*** Material for this exercise ***
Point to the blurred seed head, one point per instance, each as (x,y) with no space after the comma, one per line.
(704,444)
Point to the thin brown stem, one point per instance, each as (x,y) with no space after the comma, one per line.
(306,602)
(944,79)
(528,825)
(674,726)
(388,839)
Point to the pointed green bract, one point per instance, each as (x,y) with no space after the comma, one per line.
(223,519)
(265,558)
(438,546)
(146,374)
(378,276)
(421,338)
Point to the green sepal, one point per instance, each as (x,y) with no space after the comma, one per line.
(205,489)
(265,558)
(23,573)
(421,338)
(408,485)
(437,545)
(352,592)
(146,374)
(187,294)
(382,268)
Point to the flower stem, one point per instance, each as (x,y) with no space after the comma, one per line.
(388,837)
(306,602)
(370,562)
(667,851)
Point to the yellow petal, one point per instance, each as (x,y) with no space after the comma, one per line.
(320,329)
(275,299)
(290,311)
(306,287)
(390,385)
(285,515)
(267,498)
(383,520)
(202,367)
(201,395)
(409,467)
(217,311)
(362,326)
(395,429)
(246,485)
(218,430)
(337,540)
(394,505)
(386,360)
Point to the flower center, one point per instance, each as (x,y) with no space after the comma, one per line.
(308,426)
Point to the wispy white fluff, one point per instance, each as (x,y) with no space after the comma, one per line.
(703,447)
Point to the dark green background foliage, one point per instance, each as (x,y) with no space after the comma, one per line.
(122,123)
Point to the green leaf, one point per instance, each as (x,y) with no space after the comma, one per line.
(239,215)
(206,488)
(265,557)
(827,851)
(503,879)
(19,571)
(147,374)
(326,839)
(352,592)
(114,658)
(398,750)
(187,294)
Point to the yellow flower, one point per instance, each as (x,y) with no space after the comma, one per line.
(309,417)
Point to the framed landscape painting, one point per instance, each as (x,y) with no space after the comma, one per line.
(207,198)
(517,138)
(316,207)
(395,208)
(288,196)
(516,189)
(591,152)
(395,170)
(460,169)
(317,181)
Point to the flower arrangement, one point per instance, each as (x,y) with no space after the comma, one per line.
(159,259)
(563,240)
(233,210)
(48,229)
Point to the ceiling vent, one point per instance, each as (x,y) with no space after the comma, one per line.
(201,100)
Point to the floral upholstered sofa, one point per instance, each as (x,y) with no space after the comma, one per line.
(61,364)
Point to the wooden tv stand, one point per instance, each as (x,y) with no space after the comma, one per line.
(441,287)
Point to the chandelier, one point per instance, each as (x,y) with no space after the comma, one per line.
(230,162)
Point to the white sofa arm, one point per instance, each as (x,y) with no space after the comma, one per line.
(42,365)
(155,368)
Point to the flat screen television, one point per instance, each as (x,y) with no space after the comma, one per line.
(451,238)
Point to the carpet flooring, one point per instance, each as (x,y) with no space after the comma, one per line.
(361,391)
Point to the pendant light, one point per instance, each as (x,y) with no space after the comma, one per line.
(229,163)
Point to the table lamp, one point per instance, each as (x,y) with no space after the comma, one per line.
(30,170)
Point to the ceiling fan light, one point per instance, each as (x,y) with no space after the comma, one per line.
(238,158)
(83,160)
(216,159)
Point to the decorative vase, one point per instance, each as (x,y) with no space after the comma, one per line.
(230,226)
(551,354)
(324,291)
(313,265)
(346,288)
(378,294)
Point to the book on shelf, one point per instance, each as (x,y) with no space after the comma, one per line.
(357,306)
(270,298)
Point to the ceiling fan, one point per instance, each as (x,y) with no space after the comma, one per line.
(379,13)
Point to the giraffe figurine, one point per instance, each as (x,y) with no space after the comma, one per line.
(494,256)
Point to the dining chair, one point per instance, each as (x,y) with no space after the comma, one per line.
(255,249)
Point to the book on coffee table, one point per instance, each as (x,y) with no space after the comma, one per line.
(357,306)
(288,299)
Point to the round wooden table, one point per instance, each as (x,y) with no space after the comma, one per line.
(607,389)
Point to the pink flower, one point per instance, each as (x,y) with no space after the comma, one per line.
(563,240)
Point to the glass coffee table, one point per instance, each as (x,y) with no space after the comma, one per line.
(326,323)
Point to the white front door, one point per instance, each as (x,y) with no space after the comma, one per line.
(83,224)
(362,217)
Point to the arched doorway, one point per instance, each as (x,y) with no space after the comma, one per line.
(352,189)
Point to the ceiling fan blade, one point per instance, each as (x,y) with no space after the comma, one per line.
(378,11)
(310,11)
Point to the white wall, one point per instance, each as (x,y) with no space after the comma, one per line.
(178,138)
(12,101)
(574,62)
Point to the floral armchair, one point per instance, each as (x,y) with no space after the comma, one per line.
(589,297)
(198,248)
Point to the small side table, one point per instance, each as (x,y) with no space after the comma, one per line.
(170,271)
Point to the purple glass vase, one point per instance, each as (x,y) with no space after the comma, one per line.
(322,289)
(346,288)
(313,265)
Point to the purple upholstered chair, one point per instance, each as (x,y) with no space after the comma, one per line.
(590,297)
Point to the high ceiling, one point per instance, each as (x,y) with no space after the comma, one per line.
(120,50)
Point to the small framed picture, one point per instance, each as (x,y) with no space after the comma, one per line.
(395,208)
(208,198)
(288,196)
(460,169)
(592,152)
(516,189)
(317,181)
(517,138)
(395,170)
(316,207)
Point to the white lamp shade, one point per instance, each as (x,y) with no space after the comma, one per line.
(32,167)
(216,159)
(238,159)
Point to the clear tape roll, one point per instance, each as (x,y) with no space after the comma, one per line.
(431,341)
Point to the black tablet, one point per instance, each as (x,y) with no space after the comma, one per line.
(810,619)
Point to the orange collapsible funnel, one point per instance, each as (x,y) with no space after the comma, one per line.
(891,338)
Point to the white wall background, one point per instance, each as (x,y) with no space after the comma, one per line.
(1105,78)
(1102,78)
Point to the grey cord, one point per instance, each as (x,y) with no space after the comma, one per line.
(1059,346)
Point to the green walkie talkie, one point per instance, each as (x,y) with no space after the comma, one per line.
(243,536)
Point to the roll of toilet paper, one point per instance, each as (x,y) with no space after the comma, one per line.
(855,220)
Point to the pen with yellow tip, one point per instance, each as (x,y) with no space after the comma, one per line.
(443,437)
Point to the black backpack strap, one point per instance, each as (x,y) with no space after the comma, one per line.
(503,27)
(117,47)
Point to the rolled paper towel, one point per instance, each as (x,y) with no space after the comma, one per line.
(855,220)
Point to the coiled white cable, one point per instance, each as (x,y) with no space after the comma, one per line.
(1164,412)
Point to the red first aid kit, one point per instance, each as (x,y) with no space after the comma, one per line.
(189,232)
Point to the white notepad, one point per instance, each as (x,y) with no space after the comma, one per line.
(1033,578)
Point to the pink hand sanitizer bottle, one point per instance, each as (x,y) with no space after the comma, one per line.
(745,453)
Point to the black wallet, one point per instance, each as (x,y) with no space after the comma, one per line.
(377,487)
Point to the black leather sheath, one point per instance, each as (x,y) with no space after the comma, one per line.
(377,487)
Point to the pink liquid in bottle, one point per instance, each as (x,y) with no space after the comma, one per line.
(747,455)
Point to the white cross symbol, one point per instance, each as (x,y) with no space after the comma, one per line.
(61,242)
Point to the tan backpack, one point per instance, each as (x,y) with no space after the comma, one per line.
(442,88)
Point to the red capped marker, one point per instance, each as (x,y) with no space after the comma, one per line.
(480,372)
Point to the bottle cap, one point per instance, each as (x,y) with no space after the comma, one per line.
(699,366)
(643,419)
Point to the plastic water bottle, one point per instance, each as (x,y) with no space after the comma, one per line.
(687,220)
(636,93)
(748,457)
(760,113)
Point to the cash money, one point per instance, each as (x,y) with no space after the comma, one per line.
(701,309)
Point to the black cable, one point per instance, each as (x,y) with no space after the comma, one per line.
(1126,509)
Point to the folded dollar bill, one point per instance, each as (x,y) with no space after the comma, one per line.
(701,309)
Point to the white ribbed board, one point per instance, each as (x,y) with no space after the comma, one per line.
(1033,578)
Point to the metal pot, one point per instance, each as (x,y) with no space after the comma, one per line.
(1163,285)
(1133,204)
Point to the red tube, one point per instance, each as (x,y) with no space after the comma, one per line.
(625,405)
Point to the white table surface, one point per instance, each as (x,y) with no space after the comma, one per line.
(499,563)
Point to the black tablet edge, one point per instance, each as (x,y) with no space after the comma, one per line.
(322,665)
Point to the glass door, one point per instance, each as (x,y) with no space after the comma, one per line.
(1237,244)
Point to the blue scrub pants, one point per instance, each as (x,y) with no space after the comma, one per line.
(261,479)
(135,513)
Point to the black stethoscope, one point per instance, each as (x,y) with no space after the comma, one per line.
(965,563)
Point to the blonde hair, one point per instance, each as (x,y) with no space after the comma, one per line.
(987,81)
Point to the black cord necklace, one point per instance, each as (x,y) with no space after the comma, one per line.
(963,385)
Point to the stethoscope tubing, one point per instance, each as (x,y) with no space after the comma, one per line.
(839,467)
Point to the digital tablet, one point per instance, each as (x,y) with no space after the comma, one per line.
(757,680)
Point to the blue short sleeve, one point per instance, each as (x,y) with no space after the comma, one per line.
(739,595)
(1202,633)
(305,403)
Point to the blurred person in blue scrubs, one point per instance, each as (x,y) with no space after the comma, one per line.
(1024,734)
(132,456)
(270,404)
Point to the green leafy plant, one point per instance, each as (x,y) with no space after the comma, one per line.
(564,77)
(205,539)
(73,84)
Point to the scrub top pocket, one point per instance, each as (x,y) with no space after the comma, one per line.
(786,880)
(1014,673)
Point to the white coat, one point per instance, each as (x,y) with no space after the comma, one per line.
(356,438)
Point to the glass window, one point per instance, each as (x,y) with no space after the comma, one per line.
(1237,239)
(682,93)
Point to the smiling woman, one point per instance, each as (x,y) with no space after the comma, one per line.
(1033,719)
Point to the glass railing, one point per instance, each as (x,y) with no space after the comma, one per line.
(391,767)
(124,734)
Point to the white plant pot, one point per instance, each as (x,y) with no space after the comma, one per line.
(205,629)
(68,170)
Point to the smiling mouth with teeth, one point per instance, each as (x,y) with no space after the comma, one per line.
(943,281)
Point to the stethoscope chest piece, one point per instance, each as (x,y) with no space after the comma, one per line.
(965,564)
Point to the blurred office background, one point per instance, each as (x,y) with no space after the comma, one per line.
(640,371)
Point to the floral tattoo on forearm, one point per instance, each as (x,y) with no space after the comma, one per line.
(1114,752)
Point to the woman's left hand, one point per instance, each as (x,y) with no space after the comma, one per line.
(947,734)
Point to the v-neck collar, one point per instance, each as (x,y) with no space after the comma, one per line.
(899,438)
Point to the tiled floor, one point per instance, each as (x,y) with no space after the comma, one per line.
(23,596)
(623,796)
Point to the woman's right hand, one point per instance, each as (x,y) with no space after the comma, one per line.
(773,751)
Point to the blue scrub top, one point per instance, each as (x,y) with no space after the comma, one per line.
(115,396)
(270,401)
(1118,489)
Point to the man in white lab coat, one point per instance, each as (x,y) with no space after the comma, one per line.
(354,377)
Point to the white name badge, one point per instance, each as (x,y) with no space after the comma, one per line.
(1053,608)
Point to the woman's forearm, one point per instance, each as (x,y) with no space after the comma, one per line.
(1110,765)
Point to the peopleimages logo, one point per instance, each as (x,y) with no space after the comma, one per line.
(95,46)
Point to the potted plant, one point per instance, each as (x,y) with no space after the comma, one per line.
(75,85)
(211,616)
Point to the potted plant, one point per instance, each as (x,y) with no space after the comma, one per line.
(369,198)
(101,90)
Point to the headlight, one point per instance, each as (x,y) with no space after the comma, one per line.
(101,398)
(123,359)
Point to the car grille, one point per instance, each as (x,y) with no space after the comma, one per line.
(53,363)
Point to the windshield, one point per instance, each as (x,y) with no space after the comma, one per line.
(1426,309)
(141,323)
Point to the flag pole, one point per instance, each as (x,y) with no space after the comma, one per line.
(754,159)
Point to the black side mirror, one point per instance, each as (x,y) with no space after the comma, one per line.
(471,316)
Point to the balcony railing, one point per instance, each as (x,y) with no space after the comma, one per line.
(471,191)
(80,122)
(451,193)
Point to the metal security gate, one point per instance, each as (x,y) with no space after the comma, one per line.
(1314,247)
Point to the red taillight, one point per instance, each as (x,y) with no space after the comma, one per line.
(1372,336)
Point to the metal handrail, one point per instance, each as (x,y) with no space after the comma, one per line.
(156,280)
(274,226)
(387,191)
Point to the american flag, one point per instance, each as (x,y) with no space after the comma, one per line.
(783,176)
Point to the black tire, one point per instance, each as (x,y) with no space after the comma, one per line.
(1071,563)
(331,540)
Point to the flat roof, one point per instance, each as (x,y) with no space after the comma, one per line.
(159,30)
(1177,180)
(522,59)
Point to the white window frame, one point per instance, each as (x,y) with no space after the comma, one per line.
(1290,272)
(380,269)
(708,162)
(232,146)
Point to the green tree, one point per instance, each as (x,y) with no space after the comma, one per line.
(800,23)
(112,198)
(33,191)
***
- Directions
Your task is to write out the lines from the one with "Point to the windshield, one" through the end of the records, exactly and with nothing added.

- Final answer
Point to the windshield, one point per instance, each as (x,y) with no space after the comma, one per line.
(1426,309)
(141,323)
Point to the flag pole, one point per instance, each as (x,y) with no space after the comma, one per line.
(754,159)
Point to the black side mirror, one point per instance, each as (x,y) with no space after the comma, one per line.
(471,316)
Point to the balcony railing, one point per instance, each as (x,y) with no space after the comma, one per line.
(471,191)
(80,122)
(451,193)
Point to the metal security gate, one point per instance, each as (x,y) with no space after the comma, one per line.
(1314,247)
Point to the red taillight, one point per instance, each as (x,y) with no space after the comma, one per line.
(1372,336)
Point to the metal handrail, one point per instance, each as (x,y) with no space after the comma, one per line.
(156,280)
(274,226)
(387,191)
Point to the american flag, one point per instance, each as (x,y) with no space after the comma, one per line.
(783,176)
Point to the black tire, one point per instance, each as (x,y) with no space after the comma, one per line.
(1071,563)
(331,540)
Point to the flat roof, one point per instance, each as (x,y) with no space after the comma, one per line.
(159,30)
(1177,180)
(522,59)
Point to the white window frame, one point per instance, each as (x,y) with no space after the comma, one per line.
(1290,272)
(380,269)
(708,162)
(232,146)
Point to the green tree, one point per instance, each as (x,y) with no space after the comma, one per line.
(800,23)
(112,198)
(33,191)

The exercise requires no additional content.